=== STATED GOAL 1 ===
Copy out the records word for word, from the line containing "Spot the woman's" through the end of the records, including both ends.
--- Start DOCUMENT SEGMENT ---
Mathematical/Logical

  • I am good at mathematics and calculations.
  • When I have a problem, I use a logical, step-by-step process to get a solution.
  • I am skeptical in accepting facts, reasons, and principles.
  • I require scientific explanations about way things work in the world.
  • I would like to become a chemist, engineer, physicist, astronomer, or mathematician.
  • I enjoy working with numbers.
  • I like questions that have definite “right” and “wrong” answers.

Spatial

  • In my mind, I can visualize clear, precise, and sharp images.
  • I have a good sense of direction.
  • I am good at putting together jigsaw puzzles, or identifying patterns.
  • I can read a map easily.
  • I am able to graphically produce replications of the real world in drawing, painting, sculpting, drafting, or mapmaking.
  • I like to do activities in order to learn, as opposed to being lectured about them.
  • I am good at estimating distances and measurements.

Bodily/Kinesthetic

  • I am well-coordinated.
  • I am good at using hand-held objects, like scissors, balls, hammers, paintbrushes, needles, pliers, etc.
  • I am good at dance, sports, or games.
  • I work well with my hands.
  • I relieve stress and have fun doing physical activities.
  • I have quick reflexes.
--- End DOCUMENT SEGMENT ---
--- Start INPUT ---
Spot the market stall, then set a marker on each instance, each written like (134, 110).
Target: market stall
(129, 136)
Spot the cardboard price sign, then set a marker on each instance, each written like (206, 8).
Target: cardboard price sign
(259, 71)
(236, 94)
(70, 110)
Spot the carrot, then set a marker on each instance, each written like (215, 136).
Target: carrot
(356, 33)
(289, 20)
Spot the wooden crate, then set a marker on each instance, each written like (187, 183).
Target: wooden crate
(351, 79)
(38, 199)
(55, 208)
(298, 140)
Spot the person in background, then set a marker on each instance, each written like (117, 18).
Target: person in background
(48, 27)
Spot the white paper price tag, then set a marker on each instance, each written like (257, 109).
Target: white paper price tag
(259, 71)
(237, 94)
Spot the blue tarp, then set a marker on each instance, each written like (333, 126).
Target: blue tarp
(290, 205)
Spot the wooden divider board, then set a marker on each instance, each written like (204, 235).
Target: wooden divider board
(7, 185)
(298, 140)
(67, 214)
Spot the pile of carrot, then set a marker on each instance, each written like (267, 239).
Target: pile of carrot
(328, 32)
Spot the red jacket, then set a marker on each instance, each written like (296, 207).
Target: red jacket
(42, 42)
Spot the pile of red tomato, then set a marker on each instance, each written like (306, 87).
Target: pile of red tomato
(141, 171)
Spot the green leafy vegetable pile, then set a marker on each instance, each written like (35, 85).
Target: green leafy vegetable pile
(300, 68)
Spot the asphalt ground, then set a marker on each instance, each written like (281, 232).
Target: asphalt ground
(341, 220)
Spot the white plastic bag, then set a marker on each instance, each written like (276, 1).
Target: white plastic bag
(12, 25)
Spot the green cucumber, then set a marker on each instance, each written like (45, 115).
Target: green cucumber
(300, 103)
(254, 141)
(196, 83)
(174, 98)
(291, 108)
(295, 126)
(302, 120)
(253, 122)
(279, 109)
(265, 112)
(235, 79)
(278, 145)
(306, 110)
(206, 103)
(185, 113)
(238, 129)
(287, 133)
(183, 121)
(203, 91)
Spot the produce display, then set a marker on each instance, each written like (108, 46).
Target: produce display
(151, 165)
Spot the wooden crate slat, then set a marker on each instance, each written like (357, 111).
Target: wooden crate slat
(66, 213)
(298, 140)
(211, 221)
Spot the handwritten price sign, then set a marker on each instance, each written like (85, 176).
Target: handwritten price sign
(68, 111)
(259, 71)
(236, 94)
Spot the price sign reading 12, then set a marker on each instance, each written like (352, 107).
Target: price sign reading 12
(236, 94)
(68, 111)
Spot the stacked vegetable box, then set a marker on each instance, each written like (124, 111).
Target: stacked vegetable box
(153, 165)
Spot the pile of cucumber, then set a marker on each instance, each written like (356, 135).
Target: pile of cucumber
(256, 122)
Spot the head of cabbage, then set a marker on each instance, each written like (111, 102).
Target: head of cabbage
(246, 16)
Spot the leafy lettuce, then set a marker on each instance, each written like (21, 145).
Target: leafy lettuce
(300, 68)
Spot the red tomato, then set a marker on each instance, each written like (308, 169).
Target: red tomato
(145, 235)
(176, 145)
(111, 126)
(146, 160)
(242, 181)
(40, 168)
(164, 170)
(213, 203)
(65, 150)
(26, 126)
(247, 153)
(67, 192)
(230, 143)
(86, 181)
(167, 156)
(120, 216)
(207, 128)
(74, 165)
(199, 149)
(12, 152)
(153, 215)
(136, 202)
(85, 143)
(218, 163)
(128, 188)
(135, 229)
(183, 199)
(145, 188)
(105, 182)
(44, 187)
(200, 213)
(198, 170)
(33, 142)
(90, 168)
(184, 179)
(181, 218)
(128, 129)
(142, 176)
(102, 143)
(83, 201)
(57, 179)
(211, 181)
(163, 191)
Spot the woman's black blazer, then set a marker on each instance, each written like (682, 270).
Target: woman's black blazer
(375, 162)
--- End INPUT ---
=== STATED GOAL 2 ===
Name every career that the self-assessment statements list as something one would like to become.

=== FULL OUTPUT 1 ===
Spot the woman's black blazer, then set a marker on each instance, each written like (682, 270).
Target: woman's black blazer
(375, 162)

=== FULL OUTPUT 2 ===
chemist, engineer, physicist, astronomer, mathematician